* **GIVEN PROBLEM 1**:
In the interview with Elle Hill, what prize is she awarding during her virtual book tour?

* **TEXT SEGMENT**:
···
Interview with sci-fi paranormal romance author Elle Hill

Today’s
guest, Elle Hill, is here to chat about her sci-fi paranormal romance novel, The Tithe.

During
her virtual book tour with Goddess Fish Promotions, Elle will be awarding a $50 Amazon gift card to a randomly drawn winner.
To be entered for a chance to win, use the form below. To increase your
chances of winning, feel free to visit her other tour stops and enter there,
too!

Bio:
Elle began writing novel-length romances in junior high. She continued
scribbling wild tales on her wide-ruled notepads till those pesky college and
career things got in the way. Finally, after earning her Ph.D. in Sociology,
Elle gave herself permission to get a life. Now, she spends just about all her
waking hours doing one or more of the following: teaching, writing,
volunteering, and tending to the whims of her furkids.

Welcome, Elle. Please tell us about your
current release.

Back Blurb:
“Every seven years,
seven persons from each of the ten towns must go into the desert, where they
will enter into the realm of Elovah, their God.”
No
one knows exactly what happens to these seventy Tithes, but everyone knows who:
the “unworkables,” those with differing physical and mental capacities. Joshua
Barstow, raised for twenty years among her town’s holy women, is one of these
seventy Tithes. She is joined by the effervescent Lynna, the scholarly Avery,
and the amoral Blue, a man who has spent most of his life in total solitude.
Each
night, an angel swoops down to take one of their numbers. Each night, that is,
except the first, when the angel touches Josh… and leaves her. What is so
special about Josh? She doesn’t feel special; she feels like a woman trying to
survive while finally learning the meanings of friendship, community, and love.
How
funny that she had to be sacrificed to find reasons to live.

What inspired you to write this book?
···
(Location identification items)
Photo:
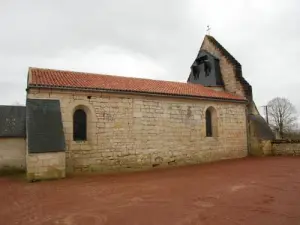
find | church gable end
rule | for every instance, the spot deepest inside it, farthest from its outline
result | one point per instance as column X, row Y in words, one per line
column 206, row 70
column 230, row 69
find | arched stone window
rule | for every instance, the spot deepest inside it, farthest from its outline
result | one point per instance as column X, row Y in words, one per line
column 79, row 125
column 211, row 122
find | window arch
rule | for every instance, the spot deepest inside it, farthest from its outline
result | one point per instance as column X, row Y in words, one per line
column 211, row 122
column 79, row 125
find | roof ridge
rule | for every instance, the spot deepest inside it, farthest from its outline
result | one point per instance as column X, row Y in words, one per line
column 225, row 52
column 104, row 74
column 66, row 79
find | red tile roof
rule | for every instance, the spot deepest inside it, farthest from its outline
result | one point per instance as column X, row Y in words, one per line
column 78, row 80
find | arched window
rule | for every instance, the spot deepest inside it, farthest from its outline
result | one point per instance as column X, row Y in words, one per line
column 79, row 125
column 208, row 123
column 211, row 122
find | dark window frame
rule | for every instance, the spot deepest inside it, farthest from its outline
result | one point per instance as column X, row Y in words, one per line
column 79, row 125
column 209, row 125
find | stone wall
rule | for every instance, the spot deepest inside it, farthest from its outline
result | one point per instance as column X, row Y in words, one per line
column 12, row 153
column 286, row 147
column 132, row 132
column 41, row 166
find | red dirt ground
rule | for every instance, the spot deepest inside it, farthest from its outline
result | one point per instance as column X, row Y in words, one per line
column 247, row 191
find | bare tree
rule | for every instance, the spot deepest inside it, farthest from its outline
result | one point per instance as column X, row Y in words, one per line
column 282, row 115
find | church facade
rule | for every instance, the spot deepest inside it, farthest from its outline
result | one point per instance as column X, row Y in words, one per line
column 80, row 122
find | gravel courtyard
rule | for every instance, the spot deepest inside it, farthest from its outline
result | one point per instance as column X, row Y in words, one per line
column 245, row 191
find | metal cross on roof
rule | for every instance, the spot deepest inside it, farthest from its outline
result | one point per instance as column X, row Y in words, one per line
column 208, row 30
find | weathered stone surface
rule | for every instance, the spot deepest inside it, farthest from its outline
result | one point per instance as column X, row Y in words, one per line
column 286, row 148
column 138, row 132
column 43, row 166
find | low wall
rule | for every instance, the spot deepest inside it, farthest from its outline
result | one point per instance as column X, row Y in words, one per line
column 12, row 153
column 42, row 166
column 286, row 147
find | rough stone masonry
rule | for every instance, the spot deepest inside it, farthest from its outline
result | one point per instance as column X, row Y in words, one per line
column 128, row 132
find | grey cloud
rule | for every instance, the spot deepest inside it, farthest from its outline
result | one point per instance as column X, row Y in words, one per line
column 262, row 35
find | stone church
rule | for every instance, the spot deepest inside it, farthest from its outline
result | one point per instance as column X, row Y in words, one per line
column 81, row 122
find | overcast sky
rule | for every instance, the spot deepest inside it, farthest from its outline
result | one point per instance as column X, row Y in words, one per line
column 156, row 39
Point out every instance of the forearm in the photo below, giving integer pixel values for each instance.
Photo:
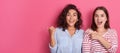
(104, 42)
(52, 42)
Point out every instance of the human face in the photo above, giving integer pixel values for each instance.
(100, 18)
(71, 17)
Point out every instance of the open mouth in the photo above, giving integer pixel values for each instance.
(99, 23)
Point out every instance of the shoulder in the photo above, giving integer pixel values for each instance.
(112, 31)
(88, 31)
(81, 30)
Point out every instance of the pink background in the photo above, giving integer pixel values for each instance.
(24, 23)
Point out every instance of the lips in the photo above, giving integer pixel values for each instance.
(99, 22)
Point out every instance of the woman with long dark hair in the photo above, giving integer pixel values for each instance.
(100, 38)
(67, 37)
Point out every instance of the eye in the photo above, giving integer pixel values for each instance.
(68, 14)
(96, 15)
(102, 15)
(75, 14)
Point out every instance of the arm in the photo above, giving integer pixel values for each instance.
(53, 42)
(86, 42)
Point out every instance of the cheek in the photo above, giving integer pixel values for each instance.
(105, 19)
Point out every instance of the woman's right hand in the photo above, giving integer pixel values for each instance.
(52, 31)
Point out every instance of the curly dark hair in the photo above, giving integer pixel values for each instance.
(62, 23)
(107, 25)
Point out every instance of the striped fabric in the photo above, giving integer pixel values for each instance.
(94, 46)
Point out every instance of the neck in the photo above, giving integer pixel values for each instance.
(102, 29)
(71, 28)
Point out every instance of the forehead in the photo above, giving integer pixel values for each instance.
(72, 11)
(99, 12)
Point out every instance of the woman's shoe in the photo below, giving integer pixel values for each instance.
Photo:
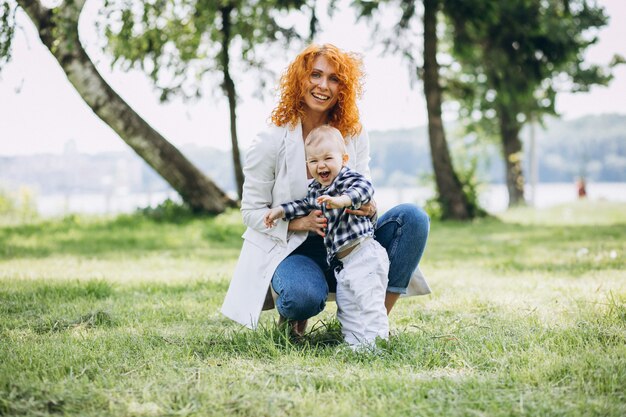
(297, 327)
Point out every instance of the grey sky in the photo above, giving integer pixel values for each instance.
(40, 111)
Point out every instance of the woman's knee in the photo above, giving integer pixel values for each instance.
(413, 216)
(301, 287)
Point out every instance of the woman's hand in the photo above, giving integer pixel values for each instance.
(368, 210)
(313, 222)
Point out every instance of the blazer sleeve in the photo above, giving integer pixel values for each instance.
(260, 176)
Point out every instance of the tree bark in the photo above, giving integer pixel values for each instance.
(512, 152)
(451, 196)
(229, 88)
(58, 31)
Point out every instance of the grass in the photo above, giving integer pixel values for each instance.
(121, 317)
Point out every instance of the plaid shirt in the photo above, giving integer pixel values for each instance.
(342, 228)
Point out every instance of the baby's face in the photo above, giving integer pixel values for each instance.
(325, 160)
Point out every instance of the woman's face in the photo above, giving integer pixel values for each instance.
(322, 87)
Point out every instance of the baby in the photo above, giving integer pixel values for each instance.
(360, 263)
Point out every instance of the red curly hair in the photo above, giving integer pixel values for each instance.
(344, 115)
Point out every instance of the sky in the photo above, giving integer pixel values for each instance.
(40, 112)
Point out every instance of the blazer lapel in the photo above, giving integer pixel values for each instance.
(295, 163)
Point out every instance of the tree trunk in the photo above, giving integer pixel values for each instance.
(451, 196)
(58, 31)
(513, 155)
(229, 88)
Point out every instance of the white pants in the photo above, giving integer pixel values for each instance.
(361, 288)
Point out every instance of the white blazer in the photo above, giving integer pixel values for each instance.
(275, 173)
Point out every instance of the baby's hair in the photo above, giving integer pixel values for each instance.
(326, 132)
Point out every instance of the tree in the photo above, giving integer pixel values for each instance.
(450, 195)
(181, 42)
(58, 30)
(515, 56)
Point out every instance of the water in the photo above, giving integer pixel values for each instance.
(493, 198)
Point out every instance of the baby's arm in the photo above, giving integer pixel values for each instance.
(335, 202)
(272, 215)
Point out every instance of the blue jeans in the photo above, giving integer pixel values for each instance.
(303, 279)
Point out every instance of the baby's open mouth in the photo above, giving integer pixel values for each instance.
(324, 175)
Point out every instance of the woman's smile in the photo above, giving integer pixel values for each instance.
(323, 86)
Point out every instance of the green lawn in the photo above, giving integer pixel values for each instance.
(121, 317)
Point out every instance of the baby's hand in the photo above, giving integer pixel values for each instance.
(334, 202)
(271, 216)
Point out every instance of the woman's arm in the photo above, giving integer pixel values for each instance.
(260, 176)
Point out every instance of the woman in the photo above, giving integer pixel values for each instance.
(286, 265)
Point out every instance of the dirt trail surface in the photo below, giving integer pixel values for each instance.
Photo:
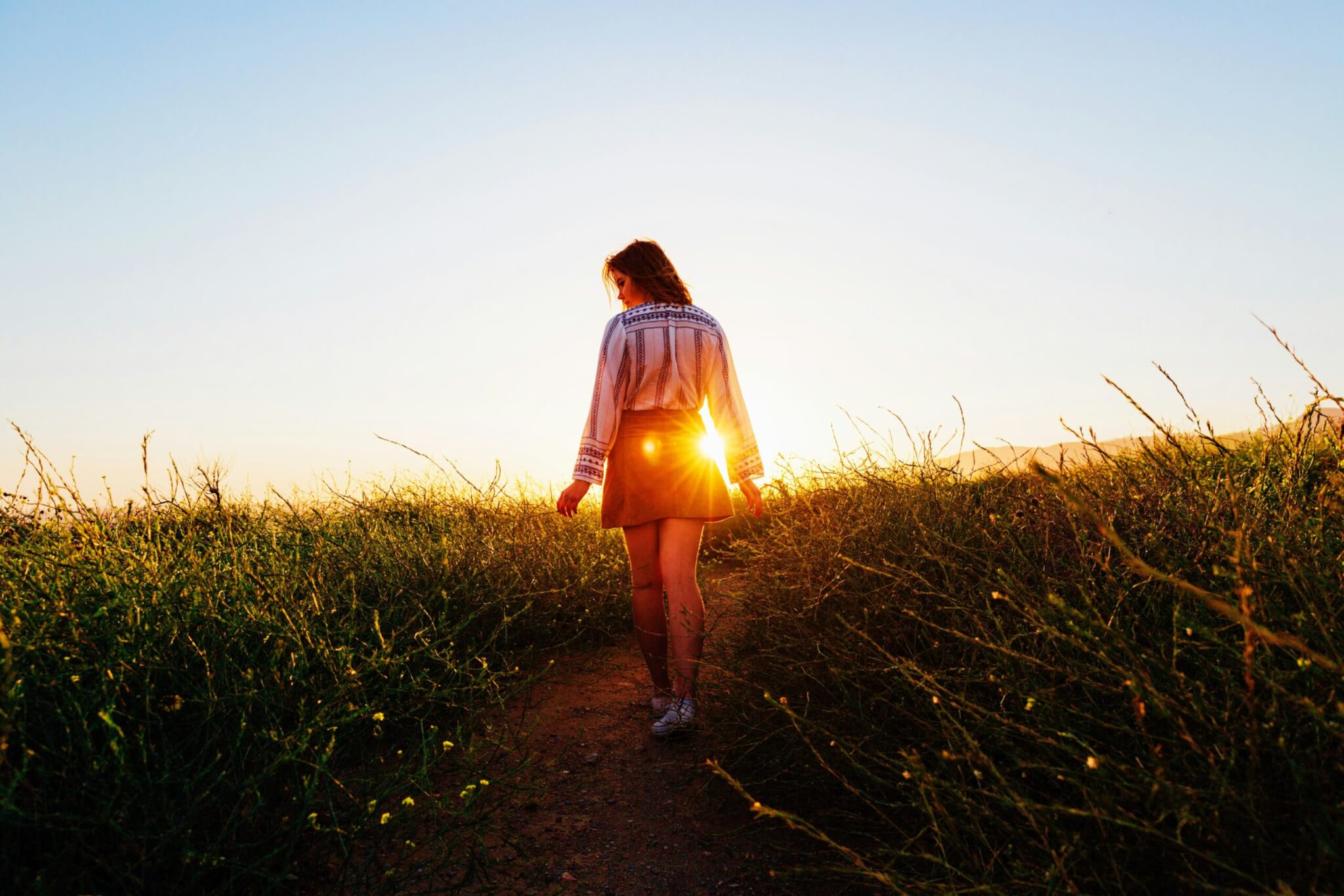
···
* **GIVEN PROBLEM 2**:
Quote the listing word for word, beginning at its first line and stopping after the line that has "column 66, row 79", with both of those lines included. Omit the pictures.

* **FINAL RESULT 1**:
A $50 Amazon gift card to a randomly drawn winner.

* **FINAL RESULT 2**:
Photo:
find | church gable end
rule | for every instance, the spot deepest inside it, farthest from its outline
result | one point per instance as column X, row Y in words, one per line
column 206, row 70
column 230, row 69
find | arched stone window
rule | for every instance, the spot deepest inside it, farthest from its outline
result | one point per instance as column X, row Y in words, one per line
column 79, row 125
column 211, row 122
find | window arch
rule | for every instance, the spot deepest inside it, farthest from its outline
result | one point per instance as column X, row Y in words, one per line
column 211, row 122
column 79, row 125
find | roof ridge
rule | for every instance, the spot deepest inside it, farthest from its outline
result | one point per instance as column X, row Y in words, one per line
column 225, row 52
column 104, row 74
column 66, row 79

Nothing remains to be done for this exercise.